Source text:
=== Begin Enclosure ===

Kentucky Takes a Proactive Step on Carbon Monoxide Safety in Schools — and Other States Should Pay Attention
- Nikki James Zellner
- 5 days ago
- 3 min read
When it comes to carbon monoxide (CO) safety in schools, most action happens after someone is harmed. Too often, it takes hospitalizations—or worse—for inspections, policies, or funding to follow.
That’s why Kentucky’s recent announcement outlining a 2026 statewide carbon monoxide safety initiative deserves national attention.
According to documented press reports included in the CO Safe Schools incident database, Kentucky has experienced at least 38 hospitalizations of students and staff due to on-campus carbon monoxide incidents since the year 2000. While we cannot change the past, we are encouraged to see proactive, preventive steps being taken to protect future generations of students.

=== End Enclosure ===

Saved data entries
=== Begin Enclosure ===

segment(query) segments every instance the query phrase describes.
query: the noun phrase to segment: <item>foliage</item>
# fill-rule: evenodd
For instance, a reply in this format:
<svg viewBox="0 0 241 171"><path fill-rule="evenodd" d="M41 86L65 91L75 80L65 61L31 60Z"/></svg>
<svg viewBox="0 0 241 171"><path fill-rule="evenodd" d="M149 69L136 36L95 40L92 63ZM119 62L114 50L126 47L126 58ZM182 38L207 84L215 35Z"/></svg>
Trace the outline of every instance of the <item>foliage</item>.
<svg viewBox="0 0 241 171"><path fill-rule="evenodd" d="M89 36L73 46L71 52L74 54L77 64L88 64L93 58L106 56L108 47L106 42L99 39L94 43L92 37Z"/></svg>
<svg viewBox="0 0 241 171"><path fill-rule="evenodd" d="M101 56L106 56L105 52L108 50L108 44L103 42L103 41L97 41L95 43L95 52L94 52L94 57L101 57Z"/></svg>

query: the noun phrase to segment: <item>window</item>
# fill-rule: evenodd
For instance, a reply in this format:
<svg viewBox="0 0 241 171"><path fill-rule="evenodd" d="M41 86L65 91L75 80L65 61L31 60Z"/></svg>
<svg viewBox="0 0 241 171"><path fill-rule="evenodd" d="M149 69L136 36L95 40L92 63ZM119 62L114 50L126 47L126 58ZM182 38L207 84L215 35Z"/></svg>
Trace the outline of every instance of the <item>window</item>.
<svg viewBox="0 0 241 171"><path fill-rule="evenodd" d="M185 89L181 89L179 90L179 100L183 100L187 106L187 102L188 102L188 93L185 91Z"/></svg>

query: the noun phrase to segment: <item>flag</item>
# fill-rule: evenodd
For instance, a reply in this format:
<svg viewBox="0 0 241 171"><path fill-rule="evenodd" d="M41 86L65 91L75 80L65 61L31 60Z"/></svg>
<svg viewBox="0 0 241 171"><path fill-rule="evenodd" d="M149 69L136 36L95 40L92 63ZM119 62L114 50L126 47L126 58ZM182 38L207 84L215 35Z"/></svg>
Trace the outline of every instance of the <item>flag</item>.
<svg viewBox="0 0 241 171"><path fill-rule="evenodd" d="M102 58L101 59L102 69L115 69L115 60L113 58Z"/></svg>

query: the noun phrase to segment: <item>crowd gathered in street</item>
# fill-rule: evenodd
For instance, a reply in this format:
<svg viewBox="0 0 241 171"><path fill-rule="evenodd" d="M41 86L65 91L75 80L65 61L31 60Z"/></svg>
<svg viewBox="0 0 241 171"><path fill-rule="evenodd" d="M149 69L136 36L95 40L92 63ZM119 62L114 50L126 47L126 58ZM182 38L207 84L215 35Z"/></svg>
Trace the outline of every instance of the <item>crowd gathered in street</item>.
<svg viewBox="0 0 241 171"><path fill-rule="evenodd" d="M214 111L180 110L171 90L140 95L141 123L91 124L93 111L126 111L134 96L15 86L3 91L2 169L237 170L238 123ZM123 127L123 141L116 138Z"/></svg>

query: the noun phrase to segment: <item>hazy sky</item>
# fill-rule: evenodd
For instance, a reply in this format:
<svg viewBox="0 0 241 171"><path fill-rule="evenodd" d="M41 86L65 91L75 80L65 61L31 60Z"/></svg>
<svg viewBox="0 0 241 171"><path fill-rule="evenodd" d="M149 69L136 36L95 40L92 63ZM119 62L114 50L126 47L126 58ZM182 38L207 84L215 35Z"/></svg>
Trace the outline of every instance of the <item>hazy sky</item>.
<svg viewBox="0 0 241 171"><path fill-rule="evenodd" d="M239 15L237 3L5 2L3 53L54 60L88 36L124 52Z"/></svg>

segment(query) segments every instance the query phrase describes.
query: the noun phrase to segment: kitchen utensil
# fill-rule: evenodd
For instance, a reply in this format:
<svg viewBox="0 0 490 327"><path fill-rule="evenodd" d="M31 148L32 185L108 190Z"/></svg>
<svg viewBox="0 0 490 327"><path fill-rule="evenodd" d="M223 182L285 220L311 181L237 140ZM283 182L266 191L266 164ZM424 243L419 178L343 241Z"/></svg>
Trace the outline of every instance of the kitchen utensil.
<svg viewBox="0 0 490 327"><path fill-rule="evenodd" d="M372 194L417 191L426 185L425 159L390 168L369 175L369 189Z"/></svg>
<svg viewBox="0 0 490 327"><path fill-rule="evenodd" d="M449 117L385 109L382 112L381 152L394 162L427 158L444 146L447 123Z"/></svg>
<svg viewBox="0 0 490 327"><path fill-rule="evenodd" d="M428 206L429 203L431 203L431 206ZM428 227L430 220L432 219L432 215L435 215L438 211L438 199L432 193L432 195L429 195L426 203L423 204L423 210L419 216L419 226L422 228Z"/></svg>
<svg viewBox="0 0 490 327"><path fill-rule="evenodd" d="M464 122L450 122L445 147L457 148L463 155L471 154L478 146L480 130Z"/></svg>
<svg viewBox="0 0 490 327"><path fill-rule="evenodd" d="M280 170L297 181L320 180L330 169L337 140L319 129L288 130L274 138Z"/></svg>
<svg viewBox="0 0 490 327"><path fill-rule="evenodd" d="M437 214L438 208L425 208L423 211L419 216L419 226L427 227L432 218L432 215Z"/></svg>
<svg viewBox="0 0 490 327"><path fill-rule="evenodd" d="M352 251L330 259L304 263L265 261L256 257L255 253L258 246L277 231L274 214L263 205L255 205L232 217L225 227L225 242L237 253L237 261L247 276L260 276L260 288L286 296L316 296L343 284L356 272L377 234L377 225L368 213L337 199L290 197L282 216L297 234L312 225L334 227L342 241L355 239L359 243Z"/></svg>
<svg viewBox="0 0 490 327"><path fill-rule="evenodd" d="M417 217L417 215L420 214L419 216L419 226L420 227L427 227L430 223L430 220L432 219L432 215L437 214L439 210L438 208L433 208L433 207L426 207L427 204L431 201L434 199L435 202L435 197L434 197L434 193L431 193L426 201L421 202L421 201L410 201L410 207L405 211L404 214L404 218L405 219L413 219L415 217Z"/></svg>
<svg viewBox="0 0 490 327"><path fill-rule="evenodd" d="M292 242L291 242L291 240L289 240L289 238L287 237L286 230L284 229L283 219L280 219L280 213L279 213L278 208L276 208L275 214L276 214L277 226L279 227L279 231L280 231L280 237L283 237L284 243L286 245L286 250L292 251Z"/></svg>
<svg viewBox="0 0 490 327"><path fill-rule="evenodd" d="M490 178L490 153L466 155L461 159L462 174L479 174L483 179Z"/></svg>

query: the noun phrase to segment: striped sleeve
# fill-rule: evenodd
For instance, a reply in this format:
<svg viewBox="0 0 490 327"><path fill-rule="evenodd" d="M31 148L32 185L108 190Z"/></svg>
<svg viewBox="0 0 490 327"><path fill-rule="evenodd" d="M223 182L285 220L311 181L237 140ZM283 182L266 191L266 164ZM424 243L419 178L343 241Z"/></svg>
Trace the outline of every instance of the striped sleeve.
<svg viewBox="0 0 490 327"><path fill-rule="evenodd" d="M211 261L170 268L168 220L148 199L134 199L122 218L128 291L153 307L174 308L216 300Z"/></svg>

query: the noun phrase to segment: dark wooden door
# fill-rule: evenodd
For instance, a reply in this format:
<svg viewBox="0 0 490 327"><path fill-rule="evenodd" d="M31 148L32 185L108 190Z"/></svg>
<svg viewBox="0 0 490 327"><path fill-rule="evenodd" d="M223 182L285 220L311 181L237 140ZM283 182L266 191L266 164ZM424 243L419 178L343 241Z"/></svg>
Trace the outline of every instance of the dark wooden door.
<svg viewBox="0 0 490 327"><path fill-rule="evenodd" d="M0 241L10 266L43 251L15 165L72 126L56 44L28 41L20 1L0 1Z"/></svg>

=== End Enclosure ===

Work instructions:
A – Copy a passage of the article on carbon monoxide safety in Kentucky schools word for word. Begin at the words that contain "According to documented" and stop after "generations of students.".
B – Write the next part of the article on carbon monoxide safety in Kentucky schools, picking up after its last sentence.
This material is separate from the article on carbon monoxide safety in Kentucky schools.

Results in order:
A –
According to documented press reports included in the CO Safe Schools incident database, Kentucky has experienced at least 38 hospitalizations of students and staff due to on-campus carbon monoxide incidents since the year 2000. While we cannot change the past, we are encouraged to see proactive, preventive steps being taken to protect future generations of students.

B –
This initiative signals a meaningful shift: acknowledging aging infrastructure as a real risk factor, treating carbon monoxide as a serious health and life-safety issue, and acting before tragedy strikes.

Photography sourced from KY Department of Education
What Kentucky Is Proposing Related to School Carbon Monoxide Safety and Why It Matters
Governor Andy Beshear’s announcement outlines a multi-pronged approach that focuses on prevention, inspection, and awareness, starting with schools and expanding to other vulnerable settings.
Key elements of the initiative include:
Proactive inspections of aging buildings, beginning with schools, then extending to daycares and senior living facilities
State-led visual inspections of furnace rooms, HVAC systems, kitchen equipment, and emergency monitoring devices
Carbon monoxide readings taken during inspections, with all Housing, Buildings and Construction (HBC) inspectors now carrying CO detection devices
Partnerships with local building personnel and the Department of Education to ensure inspections are coordinated and consistent
As Gov. Beshear noted, “When a student walks into a school, they should be focused on learning, not the safety of their classroom.”
That statement gets to the heart of the issue: safety should be built into the environment, not placed on the shoulders of students or educators.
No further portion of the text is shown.